───── Stored data ─────

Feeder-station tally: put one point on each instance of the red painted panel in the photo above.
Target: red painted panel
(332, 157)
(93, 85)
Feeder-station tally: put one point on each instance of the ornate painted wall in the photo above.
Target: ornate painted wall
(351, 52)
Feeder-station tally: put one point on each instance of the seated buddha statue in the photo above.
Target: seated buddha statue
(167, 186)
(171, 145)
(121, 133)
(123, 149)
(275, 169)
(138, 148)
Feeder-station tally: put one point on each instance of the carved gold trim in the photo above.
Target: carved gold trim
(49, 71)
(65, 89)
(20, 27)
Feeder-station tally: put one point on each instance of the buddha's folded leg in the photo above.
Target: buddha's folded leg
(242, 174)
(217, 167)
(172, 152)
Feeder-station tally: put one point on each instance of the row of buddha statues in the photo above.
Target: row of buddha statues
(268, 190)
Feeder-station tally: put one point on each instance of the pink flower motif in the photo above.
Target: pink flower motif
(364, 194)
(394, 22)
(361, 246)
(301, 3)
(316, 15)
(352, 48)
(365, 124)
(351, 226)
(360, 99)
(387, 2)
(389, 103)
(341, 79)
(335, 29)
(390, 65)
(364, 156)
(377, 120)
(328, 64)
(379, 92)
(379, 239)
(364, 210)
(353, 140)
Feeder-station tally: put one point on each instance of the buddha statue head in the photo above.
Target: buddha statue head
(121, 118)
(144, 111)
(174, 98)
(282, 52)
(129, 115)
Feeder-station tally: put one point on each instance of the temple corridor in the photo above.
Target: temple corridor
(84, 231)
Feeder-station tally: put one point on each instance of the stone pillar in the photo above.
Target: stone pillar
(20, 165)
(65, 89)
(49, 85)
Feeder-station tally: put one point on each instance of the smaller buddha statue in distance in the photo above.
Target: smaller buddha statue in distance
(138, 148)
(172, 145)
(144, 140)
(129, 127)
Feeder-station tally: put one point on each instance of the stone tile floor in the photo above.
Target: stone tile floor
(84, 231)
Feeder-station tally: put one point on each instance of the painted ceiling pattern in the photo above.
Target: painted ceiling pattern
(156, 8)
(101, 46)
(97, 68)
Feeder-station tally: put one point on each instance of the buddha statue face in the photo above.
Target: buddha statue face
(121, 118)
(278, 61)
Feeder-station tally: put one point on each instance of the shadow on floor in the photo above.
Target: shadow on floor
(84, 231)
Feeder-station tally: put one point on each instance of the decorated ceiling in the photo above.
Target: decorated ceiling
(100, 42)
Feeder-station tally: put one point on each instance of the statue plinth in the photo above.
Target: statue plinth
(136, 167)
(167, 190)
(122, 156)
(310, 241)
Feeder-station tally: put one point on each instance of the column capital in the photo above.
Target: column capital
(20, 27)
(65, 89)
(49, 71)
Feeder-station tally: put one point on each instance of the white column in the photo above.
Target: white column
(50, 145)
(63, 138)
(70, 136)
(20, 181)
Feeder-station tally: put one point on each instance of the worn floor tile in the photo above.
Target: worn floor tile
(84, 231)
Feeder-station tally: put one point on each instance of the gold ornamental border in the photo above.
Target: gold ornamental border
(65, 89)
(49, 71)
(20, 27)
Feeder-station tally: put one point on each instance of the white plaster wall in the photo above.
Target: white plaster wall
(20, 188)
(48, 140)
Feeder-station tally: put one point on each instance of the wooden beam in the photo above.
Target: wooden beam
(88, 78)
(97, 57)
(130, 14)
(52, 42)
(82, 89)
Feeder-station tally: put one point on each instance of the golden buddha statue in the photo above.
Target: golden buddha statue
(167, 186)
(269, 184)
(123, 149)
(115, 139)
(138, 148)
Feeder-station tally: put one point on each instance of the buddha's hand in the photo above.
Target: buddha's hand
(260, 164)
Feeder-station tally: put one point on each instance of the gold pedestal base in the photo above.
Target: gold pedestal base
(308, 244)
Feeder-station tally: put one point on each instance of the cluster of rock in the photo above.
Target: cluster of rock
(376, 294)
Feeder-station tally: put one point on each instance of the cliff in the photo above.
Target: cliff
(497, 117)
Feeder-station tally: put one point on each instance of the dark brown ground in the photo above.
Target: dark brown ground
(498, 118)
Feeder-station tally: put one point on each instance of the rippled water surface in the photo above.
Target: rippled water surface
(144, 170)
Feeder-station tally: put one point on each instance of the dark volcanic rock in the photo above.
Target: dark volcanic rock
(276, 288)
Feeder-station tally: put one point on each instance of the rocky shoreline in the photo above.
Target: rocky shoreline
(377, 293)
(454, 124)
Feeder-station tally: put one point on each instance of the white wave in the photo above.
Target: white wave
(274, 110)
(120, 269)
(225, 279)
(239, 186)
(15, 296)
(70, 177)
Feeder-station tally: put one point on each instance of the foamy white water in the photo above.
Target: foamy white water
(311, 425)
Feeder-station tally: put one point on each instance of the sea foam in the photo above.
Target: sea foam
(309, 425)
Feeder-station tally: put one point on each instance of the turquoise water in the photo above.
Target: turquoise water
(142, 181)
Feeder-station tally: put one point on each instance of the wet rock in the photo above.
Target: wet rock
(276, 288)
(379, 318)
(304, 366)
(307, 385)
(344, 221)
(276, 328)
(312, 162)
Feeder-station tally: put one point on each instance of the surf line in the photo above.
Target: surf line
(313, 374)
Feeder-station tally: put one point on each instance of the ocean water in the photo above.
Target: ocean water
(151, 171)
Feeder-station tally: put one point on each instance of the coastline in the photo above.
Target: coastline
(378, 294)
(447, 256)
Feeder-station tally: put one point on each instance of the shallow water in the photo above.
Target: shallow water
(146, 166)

─────

#### [Your goal]
Please print exactly what appears from the first line of the data through the line with "pattern in the photo above.", including both of those lines and nothing past them.

#### [Task output]
Feeder-station tally: put one point on each instance of the red painted panel in the photo above.
Target: red painted panel
(332, 157)
(93, 85)
Feeder-station tally: put one point on each instance of the ornate painted wall in the photo above.
Target: ornate painted wall
(351, 52)
Feeder-station tally: put one point on each instance of the seated buddha statue in the photo above.
Target: seated buddha statue
(167, 186)
(171, 145)
(121, 133)
(123, 149)
(275, 169)
(138, 148)
Feeder-station tally: put one point on each instance of the carved gold trim in the photo above.
Target: carved gold trim
(49, 71)
(65, 89)
(20, 27)
Feeder-station tally: put one point on each instance of the buddha's folded leg in the photo above.
Target: buddha's folded leg
(242, 174)
(217, 167)
(172, 152)
Feeder-station tally: put one point on each instance of the row of buddha statues in the photo above.
Target: row of buddha statues
(268, 190)
Feeder-station tally: put one point on each instance of the pink flower motif in the photo above.
Target: pink flower motif
(364, 194)
(394, 22)
(361, 246)
(301, 3)
(316, 15)
(352, 48)
(365, 124)
(351, 226)
(360, 99)
(387, 2)
(389, 103)
(341, 79)
(335, 29)
(390, 65)
(364, 156)
(377, 120)
(328, 64)
(379, 92)
(379, 239)
(364, 210)
(353, 140)
Feeder-station tally: put one point on each instance of the buddha statue head in the photo above.
Target: buddha statue head
(121, 118)
(144, 111)
(174, 98)
(282, 52)
(129, 115)
Feeder-station tally: put one point on each instance of the temple corridor in the photo above.
Target: temple corridor
(84, 231)
Feeder-station tally: put one point on each instance of the stone pillar in the photo above.
Target: stone pillar
(20, 165)
(65, 89)
(49, 85)
Feeder-station tally: put one point on each instance of the smaller buddha statue in distance in the photo above.
Target: smaller buddha statue in distance
(138, 148)
(172, 145)
(144, 140)
(129, 127)
Feeder-station tally: put one point on each instance of the stone tile floor in the photo above.
Target: stone tile floor
(84, 231)
Feeder-station tally: put one point on each instance of the painted ceiling pattern in the photo above.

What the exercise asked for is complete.